Extracted data entries:
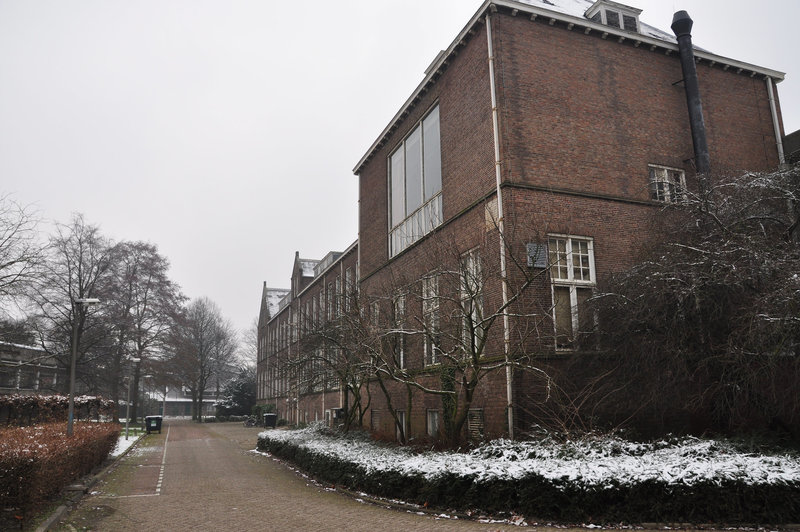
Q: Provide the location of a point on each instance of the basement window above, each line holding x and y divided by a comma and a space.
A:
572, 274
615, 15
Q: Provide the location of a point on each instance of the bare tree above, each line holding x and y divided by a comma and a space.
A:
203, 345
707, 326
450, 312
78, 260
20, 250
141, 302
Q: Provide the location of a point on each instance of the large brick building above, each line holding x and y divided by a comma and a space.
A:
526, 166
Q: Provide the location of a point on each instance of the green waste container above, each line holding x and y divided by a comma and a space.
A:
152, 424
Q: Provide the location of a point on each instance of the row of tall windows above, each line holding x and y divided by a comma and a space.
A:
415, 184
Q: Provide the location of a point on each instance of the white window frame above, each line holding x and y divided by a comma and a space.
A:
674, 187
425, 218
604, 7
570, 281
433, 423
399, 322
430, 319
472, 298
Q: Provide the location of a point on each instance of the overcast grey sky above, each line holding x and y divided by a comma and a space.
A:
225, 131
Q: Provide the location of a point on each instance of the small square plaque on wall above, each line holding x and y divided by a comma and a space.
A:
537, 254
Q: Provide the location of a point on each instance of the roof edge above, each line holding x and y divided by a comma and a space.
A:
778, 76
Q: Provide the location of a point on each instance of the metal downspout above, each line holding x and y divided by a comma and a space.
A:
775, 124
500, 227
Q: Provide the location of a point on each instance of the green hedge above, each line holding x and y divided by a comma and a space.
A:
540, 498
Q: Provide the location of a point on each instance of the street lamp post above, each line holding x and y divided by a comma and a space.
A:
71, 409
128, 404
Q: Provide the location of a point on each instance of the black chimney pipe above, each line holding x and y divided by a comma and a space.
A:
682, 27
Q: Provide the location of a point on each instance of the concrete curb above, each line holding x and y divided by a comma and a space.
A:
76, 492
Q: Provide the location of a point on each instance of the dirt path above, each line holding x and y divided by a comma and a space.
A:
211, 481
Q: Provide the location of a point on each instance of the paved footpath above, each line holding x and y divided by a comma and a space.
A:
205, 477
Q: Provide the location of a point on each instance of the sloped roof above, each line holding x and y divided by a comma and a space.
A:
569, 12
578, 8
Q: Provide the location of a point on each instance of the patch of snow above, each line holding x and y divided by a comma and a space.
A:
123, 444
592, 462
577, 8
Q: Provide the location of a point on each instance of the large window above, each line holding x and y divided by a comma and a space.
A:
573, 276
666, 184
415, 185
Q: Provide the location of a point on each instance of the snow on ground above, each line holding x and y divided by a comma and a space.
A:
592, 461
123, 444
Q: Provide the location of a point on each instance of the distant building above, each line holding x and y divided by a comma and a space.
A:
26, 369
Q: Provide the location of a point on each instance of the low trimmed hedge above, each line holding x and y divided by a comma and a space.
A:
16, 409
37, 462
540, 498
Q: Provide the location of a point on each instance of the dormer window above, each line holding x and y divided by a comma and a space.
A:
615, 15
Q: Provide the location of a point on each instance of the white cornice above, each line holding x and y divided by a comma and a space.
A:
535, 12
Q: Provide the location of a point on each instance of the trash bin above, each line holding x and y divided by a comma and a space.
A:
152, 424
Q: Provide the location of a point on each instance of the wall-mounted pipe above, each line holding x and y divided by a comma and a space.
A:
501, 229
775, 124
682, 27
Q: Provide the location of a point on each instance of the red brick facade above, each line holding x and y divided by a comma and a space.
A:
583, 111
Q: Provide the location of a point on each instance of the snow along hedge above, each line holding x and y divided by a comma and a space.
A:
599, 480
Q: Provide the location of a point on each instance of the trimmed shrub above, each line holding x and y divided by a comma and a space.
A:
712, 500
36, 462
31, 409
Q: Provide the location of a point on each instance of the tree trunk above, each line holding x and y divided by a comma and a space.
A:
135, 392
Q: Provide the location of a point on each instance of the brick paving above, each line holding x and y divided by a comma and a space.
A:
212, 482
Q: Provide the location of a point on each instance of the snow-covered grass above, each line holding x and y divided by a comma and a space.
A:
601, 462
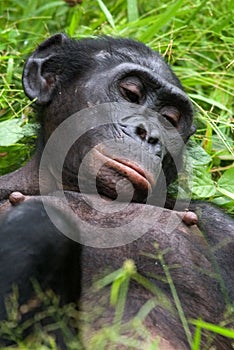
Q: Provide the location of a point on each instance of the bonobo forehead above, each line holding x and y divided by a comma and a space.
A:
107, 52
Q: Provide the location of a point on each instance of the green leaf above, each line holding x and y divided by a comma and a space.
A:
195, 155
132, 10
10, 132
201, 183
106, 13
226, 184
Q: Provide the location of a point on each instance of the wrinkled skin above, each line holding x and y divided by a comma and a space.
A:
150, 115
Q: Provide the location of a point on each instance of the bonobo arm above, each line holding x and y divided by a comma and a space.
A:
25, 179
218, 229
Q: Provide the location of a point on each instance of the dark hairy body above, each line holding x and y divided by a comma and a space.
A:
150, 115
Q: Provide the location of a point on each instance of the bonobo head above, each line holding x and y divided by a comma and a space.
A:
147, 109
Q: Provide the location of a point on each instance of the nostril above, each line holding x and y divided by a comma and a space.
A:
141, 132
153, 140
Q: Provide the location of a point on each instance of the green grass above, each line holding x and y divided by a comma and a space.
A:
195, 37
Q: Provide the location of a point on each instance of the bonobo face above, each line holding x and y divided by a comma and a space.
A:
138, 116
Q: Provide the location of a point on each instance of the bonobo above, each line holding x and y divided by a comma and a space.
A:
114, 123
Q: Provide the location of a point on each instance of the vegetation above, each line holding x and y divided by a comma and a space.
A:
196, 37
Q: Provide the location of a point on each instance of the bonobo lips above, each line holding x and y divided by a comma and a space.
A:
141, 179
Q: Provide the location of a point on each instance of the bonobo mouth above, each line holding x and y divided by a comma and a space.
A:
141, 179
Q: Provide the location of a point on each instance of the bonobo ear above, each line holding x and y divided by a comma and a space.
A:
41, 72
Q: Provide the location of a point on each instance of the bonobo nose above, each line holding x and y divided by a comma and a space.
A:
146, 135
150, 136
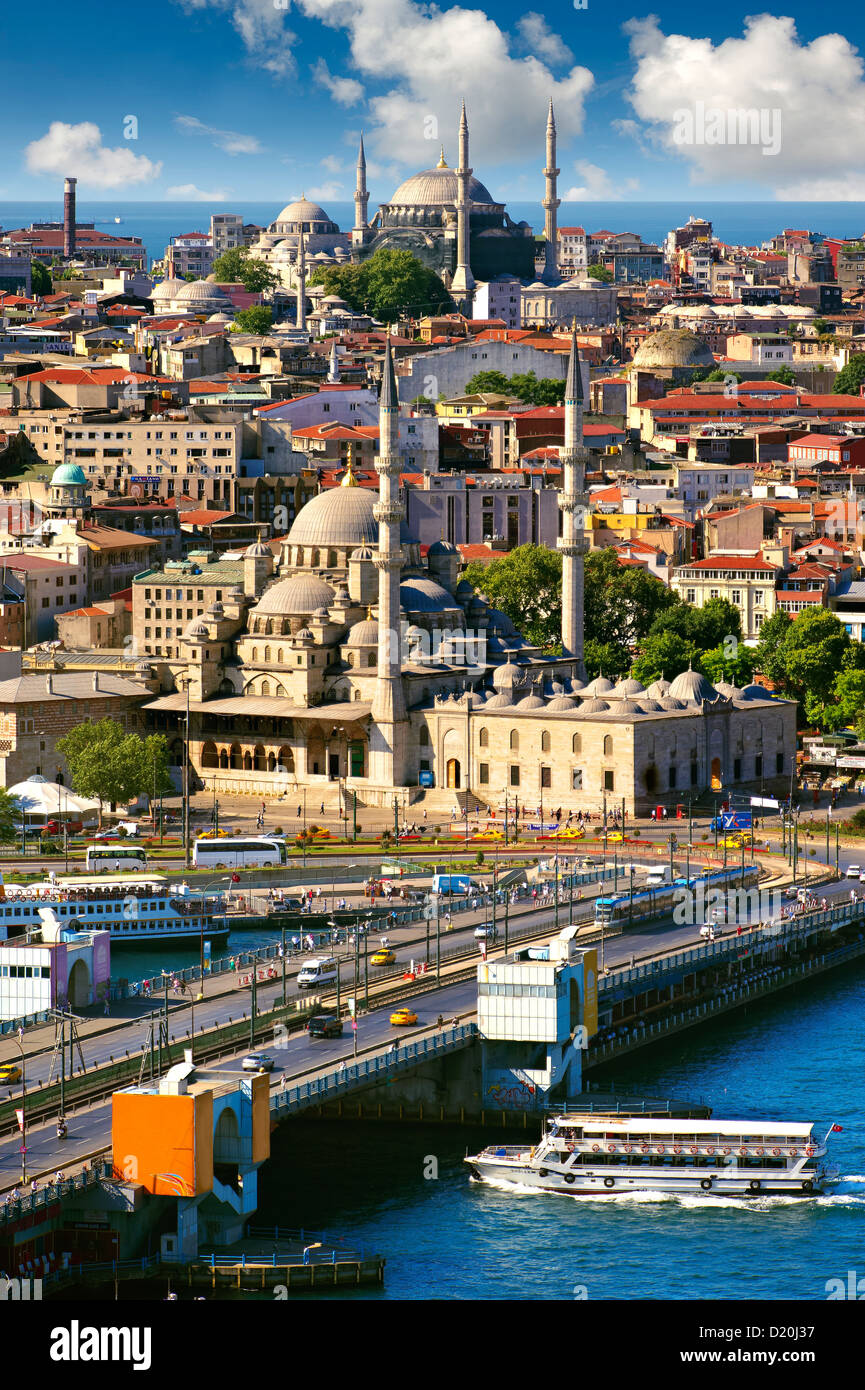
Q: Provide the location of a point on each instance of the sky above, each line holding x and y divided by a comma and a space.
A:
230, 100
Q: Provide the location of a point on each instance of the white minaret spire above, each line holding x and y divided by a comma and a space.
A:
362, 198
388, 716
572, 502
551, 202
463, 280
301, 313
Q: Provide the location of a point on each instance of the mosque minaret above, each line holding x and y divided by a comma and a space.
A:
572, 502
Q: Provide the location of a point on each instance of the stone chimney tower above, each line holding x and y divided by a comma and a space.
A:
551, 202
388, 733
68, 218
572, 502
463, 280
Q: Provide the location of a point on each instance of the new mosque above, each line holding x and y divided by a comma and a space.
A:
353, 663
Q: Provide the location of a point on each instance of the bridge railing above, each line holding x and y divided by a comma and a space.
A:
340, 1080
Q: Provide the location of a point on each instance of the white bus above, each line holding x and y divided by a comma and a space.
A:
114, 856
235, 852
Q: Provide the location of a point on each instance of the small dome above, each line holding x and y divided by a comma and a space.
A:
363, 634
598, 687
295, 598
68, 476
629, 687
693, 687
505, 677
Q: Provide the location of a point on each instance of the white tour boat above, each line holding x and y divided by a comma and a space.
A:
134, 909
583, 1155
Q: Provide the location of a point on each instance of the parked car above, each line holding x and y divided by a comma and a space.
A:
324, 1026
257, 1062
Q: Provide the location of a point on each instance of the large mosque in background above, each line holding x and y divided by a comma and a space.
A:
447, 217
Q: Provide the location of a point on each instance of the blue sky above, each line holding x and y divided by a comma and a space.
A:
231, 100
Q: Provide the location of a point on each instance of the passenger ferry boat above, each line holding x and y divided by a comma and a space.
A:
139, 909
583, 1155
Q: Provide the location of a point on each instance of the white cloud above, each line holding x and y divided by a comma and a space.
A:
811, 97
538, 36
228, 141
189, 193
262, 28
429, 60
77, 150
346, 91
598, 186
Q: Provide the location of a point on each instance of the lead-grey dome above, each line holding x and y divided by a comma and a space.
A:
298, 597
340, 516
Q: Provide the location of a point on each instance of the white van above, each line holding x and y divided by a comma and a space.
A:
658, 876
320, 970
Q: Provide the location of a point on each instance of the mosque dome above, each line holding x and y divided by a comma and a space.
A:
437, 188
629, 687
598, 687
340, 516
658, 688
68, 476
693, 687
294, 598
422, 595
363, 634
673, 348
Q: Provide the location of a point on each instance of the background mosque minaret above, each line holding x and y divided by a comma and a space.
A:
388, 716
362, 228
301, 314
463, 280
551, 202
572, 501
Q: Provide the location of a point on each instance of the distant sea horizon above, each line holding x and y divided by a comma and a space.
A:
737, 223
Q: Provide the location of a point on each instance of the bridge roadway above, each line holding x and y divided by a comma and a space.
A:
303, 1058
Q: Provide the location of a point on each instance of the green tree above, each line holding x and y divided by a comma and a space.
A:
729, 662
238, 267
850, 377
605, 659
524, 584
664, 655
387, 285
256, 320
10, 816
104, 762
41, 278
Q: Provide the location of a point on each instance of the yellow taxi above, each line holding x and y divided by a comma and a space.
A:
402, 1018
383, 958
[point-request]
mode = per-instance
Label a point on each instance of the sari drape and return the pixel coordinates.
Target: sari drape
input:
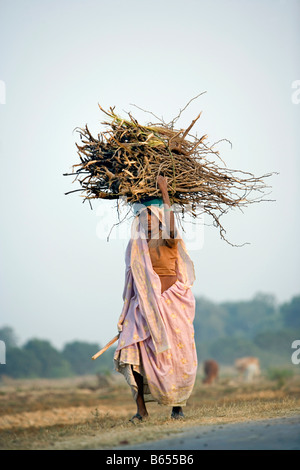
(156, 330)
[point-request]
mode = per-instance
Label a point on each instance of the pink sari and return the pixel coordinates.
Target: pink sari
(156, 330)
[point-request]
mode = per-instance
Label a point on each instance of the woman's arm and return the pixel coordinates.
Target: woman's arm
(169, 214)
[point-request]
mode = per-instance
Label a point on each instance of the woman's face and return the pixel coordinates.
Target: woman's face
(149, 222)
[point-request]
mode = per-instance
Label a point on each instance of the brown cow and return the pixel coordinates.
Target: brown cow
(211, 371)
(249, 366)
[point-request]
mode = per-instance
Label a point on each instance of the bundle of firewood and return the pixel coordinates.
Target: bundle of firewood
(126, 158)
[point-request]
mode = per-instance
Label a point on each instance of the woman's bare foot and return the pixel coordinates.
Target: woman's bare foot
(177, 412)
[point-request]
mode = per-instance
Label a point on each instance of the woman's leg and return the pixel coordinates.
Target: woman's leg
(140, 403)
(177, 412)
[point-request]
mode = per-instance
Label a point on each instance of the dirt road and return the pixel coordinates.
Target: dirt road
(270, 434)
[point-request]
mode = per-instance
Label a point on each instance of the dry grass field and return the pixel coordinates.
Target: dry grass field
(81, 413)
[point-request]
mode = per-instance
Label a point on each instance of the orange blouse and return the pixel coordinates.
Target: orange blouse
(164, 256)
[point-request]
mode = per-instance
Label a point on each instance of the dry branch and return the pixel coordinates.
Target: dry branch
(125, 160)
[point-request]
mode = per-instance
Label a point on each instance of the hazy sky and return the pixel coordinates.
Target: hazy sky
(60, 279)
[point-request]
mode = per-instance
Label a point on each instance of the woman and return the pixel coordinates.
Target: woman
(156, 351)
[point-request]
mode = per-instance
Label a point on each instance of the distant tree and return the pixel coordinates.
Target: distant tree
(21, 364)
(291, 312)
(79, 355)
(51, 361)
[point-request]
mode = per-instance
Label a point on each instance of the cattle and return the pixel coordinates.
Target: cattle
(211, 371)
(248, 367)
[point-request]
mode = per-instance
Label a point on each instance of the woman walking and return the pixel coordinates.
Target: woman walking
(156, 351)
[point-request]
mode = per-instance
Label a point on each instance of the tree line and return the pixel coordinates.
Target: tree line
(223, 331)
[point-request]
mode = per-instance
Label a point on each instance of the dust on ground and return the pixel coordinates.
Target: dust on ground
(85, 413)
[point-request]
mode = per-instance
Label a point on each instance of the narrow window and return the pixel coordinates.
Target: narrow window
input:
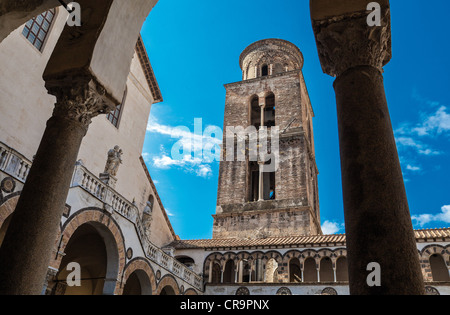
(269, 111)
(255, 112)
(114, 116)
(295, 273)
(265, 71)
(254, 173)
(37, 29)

**Exercise directions**:
All lines with the word "white" need to be copied from the data above.

**Answer for this exercise**:
Q: Provide the location of a point on each instance of the white window frame above, each line holding x and y divided by a comma and a space.
Q: Provide the location of a point on each instance of the white cornice above, each line holding x and y divided by a comma and a space.
Q: Provide the location of a point on each instance of the white minaret spire above, each line holding x and y divided by a comma and a space.
Q: Provide the location of a point on each instance of the white bus above, each line holding x and y divided by a comma and a space.
Q: Provide the location of a point on each instance of the white tour boat above, each line holding x and y divided by a comma and a space.
Q: Provide the location of a point on each instance of the white cloud above, each line holding x and y divided by a comma and a space.
Q: Provide the location of a point on each instance of the white van above, each line holding x and y divided by a comma and a space.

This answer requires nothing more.